Data extracted from a collection:

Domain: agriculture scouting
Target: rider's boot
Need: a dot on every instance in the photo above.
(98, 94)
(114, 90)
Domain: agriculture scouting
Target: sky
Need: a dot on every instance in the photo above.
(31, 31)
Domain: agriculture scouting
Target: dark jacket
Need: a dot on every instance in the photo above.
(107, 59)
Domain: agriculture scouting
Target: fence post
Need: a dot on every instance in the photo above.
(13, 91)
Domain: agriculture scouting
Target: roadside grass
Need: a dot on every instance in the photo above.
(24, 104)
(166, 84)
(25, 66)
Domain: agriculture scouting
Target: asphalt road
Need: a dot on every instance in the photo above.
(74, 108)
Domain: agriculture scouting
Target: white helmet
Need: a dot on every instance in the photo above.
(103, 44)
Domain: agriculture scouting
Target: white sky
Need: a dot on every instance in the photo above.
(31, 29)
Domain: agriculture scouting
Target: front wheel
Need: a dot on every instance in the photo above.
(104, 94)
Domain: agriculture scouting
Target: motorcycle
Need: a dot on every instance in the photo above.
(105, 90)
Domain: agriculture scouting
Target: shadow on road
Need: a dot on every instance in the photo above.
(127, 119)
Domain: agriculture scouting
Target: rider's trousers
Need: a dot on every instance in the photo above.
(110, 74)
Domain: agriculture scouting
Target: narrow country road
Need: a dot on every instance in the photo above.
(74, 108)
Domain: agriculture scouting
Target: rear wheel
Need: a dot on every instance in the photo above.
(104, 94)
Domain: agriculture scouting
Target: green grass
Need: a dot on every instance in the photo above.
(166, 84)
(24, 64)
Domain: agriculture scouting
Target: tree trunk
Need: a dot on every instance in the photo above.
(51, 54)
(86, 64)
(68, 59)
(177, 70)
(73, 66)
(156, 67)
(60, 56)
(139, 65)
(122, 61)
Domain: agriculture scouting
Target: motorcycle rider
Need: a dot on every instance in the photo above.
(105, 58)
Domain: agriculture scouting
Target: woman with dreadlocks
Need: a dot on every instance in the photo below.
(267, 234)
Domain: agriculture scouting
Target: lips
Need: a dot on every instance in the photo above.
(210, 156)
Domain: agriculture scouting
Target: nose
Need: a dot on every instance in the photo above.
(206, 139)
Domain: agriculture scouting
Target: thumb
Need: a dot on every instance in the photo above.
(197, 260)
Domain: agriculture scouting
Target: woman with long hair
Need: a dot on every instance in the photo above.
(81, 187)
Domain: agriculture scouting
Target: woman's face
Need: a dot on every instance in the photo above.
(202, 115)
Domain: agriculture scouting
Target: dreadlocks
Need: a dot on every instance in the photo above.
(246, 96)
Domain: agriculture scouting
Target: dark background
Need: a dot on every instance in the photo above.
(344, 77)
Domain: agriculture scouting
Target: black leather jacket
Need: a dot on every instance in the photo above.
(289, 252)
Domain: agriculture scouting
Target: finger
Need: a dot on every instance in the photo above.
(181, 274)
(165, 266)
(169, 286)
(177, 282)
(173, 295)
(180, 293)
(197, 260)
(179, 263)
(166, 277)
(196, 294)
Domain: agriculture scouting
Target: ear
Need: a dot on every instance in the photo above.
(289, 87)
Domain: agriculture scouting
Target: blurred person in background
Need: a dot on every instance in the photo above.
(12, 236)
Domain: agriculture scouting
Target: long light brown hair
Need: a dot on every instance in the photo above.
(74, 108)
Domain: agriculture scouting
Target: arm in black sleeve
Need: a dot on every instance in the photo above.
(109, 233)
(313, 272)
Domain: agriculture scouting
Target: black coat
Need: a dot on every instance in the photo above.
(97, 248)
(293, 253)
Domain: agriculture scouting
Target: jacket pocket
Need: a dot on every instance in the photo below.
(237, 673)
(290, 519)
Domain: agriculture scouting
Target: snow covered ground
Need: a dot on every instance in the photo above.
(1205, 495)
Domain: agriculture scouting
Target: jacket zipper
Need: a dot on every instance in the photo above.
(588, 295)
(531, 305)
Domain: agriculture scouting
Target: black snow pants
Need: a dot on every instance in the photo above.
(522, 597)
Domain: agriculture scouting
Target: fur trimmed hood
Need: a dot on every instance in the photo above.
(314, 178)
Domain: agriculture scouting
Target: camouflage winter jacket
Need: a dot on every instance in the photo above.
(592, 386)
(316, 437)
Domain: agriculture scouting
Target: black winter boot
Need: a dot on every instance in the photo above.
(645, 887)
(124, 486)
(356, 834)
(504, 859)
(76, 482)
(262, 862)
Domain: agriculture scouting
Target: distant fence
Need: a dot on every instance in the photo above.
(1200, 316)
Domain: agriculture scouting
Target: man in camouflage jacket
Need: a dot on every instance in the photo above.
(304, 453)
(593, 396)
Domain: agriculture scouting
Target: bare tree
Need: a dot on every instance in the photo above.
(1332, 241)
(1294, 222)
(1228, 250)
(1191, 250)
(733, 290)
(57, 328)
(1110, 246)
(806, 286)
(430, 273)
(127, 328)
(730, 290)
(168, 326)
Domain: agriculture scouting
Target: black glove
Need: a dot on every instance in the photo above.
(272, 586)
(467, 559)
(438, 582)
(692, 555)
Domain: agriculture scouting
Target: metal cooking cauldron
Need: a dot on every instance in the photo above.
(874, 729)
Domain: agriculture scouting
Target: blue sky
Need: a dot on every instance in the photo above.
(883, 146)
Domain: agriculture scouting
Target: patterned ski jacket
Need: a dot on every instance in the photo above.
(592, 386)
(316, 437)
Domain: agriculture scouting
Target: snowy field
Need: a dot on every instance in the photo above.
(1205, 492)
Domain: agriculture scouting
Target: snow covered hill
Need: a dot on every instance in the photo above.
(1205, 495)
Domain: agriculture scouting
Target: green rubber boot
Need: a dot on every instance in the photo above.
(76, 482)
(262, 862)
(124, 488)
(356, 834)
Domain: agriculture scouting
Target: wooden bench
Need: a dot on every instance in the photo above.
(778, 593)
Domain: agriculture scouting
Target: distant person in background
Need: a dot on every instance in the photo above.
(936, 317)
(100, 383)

Directive: Return the whole listing exactly.

Right answer:
Domain: agriculture scouting
Target: rider's boot
Need: a dot on every instance in the photo above.
(98, 94)
(114, 90)
Domain: agriculture scouting
Target: sky
Need: a dot on every instance in the photo above.
(31, 31)
Domain: agriculture scouting
Target: dark jacket
Need: a dot on every instance in the photo above.
(107, 59)
Domain: agriculture scouting
Target: fence post
Need: a dot on every instance in the photo above.
(13, 91)
Domain: agriculture scouting
Target: roadside grass
Need: a dot on every instance in the photo above.
(24, 104)
(166, 84)
(25, 66)
Domain: agriculture scouting
Target: asphalt road
Need: a dot on every instance in the photo above.
(74, 108)
Domain: agriculture scouting
Target: white helmet
Need: a dot on every instance in the photo above.
(103, 44)
Domain: agriculture scouting
Target: white sky
Need: a dot on every instance in the photo above.
(31, 29)
Domain: agriculture scouting
Target: front wheel
Need: a dot on every instance in the photo above.
(104, 94)
Domain: agriculture scouting
Target: motorcycle
Need: a dot on every instance in the photo above.
(105, 90)
Domain: agriculture scouting
Target: shadow on road
Need: a dot on every instance in the photo above.
(127, 119)
Domain: agriculture scouting
Target: rider's trousers
Need: a dot on every instance in the photo above.
(110, 74)
Domain: agriculture scouting
Target: narrow country road
Need: a dot on every instance in the photo above.
(74, 108)
Domain: agriculture scouting
Target: rear wheel
Need: a dot on every instance in the photo above.
(104, 94)
Domain: agriculture scouting
Target: green grass
Need: a dot on every instance in the photo above.
(166, 84)
(24, 64)
Domain: agriculture scouting
Target: tree trunk
Need: a dot on every instance in the photo above.
(51, 54)
(86, 64)
(68, 59)
(177, 70)
(73, 66)
(156, 67)
(60, 56)
(139, 65)
(122, 61)
Domain: agriculture scouting
Target: motorcycle rider
Need: a dot on every instance in the photo above.
(105, 58)
Domain: agriculture scouting
Target: woman with dreadlocks
Need: a dot on every instance in the photo below.
(267, 234)
Domain: agriculture scouting
Target: lips
Need: a dot on every instance in the photo above.
(210, 156)
Domain: agriculture scouting
Target: nose
Need: a dot on every instance in the photo above.
(206, 139)
Domain: agriculture scouting
Target: thumb
Need: a dot on every instance in the photo above.
(197, 260)
Domain: agriculture scouting
Target: woman with long hair
Need: a dot on every instance in the photo above.
(81, 187)
Domain: agriculture scouting
Target: woman's face
Need: a dot on every instance in the photo above.
(202, 115)
Domain: agriculture scouting
Target: dreadlocks
Need: a dot on every instance in the photo above.
(246, 96)
Domain: agriculture scouting
Target: dark background
Need: a dot on every instance in the photo above.
(344, 77)
Domain: agriculture scouting
Target: black leather jacket
Need: a dot on every instance in the photo above.
(289, 252)
Domain: agriculture scouting
Target: finger
Need: a dot on every instance in the photo above.
(181, 274)
(165, 266)
(169, 286)
(177, 282)
(173, 295)
(180, 293)
(197, 260)
(179, 263)
(166, 277)
(196, 294)
Domain: agriculture scouting
Target: ear
Need: a dot on every instance in the photo above.
(289, 87)
Domain: agriculture scouting
Target: blurred person in background
Need: a dot on every instance in the photo above.
(12, 236)
Domain: agriculture scouting
Target: long light brown hair
Need: a dot on every instance in the photo above.
(74, 108)
Domain: agriculture scouting
Target: arm in black sleeve
Need: a dot on every instance in the photo above.
(109, 233)
(313, 272)
Domain: agriculture scouting
Target: black coat
Need: a dot on every instance in the photo above.
(97, 248)
(293, 253)
Domain: agriculture scouting
Target: jacket pocket
Need: a dot on every instance in the photo below.
(237, 673)
(290, 519)
Domain: agriculture scouting
Target: snow covered ground
Need: a dot on every instance in the photo above.
(1205, 495)
Domain: agriculture scouting
Target: jacket zipper
Need: a dot on every instance in the photo above.
(588, 295)
(531, 305)
Domain: agriculture scouting
Target: black snow pants
Need: a dot on every instance in the photo above.
(522, 597)
Domain: agriculture scouting
Target: fur trimmed hood
Need: a dot on every instance in the photo above.
(314, 178)
Domain: agriculture scouting
Target: camouflage winter jacket
Need: a dot on every instance in the photo above.
(592, 386)
(316, 437)
Domain: agriculture scouting
Target: black winter boot
Need: a dot on every instance in the photo above.
(645, 887)
(124, 486)
(356, 834)
(504, 859)
(76, 482)
(262, 862)
Domain: agriculture scouting
Target: distant fence
Need: a dot on every instance in the photo above.
(1200, 316)
Domain: agriculture scouting
Target: man in camouflage jacket
Need: a dot on every instance in the photo above.
(304, 453)
(593, 396)
Domain: agriculture scouting
Target: bare tree
Need: a dot on every instance in the photo above.
(1332, 241)
(1294, 222)
(1228, 250)
(1191, 250)
(733, 290)
(57, 328)
(1110, 246)
(806, 286)
(430, 273)
(127, 328)
(730, 290)
(168, 326)
Domain: agriculture scouting
Target: black glove
Need: a dot on every instance in the photo above.
(272, 586)
(467, 559)
(438, 582)
(692, 555)
Domain: agriculture scouting
Target: metal cooking cauldron
Need: a dot on every instance in the photo above.
(874, 729)
Domain: agriculture scouting
Target: blue sky
Need: a dot on every instance in the photo above.
(883, 146)
Domain: agriculture scouting
Target: patterned ski jacket
Need: a dot on every instance in the photo above.
(592, 386)
(316, 437)
Domain: agriculture scouting
Target: snowy field
Need: a dot on every instance in the photo above.
(1205, 492)
Domain: agriculture scouting
Target: snow covered hill
Need: a dot on every instance in the photo above.
(1205, 495)
Domain: agriculture scouting
Target: green rubber boot
Need: a dot on every instance in the photo above.
(76, 482)
(262, 862)
(124, 488)
(356, 834)
Domain: agriculture scouting
Target: wooden bench
Need: a dot on every instance in the photo above.
(778, 593)
Domain: agriculture scouting
Target: distant person in background
Need: a dot on every instance in the photo above.
(936, 317)
(100, 383)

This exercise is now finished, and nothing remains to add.